(Items from a dataset)
** start **

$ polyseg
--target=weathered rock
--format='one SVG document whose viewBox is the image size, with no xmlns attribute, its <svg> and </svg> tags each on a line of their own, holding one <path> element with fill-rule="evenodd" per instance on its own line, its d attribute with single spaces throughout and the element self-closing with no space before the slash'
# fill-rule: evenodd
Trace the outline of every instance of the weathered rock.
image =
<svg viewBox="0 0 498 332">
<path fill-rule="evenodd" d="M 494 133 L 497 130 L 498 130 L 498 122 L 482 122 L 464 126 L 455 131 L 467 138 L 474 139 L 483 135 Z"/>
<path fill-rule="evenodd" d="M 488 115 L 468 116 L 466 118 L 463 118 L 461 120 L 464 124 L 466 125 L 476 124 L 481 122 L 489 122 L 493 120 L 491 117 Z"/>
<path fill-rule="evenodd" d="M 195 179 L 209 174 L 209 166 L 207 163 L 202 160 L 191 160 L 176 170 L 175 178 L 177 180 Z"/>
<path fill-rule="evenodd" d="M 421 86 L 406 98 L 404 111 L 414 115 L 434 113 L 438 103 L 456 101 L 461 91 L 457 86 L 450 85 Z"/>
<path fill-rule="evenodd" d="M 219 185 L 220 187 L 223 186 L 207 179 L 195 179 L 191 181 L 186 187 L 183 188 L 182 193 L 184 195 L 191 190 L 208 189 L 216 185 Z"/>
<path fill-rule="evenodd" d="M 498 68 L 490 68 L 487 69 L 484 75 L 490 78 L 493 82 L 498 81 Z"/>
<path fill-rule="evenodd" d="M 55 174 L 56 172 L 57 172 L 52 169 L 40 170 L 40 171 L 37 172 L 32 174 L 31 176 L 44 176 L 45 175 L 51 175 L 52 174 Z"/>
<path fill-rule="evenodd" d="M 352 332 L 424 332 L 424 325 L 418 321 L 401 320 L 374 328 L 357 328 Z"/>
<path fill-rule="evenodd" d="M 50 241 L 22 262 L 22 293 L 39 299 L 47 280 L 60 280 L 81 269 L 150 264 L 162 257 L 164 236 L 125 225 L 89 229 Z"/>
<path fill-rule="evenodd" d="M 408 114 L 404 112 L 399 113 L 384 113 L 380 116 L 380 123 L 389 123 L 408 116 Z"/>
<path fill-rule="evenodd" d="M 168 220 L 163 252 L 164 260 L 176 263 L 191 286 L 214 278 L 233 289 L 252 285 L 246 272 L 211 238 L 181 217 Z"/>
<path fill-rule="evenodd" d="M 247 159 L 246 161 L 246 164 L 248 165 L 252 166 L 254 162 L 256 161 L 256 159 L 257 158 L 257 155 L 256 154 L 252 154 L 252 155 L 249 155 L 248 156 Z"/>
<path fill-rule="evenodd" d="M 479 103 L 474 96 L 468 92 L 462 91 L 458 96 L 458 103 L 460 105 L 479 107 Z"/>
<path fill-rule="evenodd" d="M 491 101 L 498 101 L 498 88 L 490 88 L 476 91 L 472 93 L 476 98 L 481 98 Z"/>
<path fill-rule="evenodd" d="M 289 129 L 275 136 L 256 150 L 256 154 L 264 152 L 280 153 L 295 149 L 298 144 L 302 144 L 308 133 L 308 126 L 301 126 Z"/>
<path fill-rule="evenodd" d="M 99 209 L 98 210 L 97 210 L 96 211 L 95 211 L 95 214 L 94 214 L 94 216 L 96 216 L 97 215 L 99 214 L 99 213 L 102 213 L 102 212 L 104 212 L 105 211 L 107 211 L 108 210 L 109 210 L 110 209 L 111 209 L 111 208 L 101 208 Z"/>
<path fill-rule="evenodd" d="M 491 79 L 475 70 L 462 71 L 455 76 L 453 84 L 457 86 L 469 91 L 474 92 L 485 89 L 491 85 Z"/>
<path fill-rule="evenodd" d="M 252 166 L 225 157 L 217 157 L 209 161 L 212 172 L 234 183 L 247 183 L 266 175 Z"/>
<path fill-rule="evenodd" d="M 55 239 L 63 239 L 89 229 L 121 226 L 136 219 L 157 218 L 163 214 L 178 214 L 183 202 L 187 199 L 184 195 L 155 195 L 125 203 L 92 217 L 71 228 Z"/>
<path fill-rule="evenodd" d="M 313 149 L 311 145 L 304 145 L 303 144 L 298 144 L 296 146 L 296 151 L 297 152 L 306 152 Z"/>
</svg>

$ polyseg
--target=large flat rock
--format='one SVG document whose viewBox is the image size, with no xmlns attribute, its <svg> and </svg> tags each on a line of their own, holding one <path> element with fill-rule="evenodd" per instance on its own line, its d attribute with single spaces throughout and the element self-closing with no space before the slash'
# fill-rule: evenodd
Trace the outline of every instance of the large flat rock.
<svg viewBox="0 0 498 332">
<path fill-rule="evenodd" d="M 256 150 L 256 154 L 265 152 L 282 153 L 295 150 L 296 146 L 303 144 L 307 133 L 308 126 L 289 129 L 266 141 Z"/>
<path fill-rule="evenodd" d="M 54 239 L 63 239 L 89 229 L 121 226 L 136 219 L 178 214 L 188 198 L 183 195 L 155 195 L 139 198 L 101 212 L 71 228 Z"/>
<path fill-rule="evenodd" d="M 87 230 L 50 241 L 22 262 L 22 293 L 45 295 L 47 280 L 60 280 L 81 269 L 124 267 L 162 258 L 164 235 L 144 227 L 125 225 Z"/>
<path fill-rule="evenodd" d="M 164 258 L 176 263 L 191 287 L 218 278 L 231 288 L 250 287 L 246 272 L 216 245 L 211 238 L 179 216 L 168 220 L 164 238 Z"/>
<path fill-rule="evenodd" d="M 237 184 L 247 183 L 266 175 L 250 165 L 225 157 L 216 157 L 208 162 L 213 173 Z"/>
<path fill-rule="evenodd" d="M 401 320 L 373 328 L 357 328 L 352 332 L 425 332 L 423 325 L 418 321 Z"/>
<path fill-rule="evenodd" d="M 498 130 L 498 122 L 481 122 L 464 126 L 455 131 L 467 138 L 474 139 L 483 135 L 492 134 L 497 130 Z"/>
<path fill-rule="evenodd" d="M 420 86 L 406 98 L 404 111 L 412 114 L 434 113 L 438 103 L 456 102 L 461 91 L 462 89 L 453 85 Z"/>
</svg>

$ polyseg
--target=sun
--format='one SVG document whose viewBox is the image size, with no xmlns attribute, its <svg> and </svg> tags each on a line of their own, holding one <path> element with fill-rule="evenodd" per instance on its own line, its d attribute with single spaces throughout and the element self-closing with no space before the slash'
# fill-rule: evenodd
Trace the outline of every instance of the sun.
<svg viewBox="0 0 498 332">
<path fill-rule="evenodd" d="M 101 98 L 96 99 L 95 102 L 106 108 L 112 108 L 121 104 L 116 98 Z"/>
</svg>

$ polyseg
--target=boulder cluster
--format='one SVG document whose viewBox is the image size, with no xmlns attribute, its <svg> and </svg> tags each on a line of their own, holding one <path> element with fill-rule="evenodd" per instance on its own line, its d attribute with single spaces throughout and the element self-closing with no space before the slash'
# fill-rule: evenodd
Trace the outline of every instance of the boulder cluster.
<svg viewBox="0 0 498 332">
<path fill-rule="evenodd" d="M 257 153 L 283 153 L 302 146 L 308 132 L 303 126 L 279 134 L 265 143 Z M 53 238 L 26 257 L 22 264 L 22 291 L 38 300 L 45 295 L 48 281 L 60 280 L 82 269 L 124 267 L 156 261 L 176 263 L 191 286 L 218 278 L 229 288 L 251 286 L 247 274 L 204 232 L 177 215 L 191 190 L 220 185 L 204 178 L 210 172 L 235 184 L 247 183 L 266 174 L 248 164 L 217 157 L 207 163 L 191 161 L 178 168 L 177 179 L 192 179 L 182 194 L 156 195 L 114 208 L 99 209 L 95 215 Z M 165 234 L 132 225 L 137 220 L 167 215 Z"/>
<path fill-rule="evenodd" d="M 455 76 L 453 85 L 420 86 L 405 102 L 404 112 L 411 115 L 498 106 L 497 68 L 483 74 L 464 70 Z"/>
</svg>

** end **

Direction:
Return, unchanged, the lines running from the start of the items through the line that contains "494 133 L 497", including both ends.

Answer for the task:
$ polyseg
--target=weathered rock
--format='one SVG document whose viewBox is the image size, with no xmlns attribute, its <svg> and </svg> tags each on a line of their own, holding one <path> element with fill-rule="evenodd" per instance on its own line, its d attribute with single spaces throughout and the element self-closing with no space before the slash'
# fill-rule: evenodd
Trace the outline of every instance of the weathered rock.
image =
<svg viewBox="0 0 498 332">
<path fill-rule="evenodd" d="M 494 133 L 497 130 L 498 130 L 498 122 L 482 122 L 464 126 L 455 131 L 467 138 L 474 139 L 483 135 Z"/>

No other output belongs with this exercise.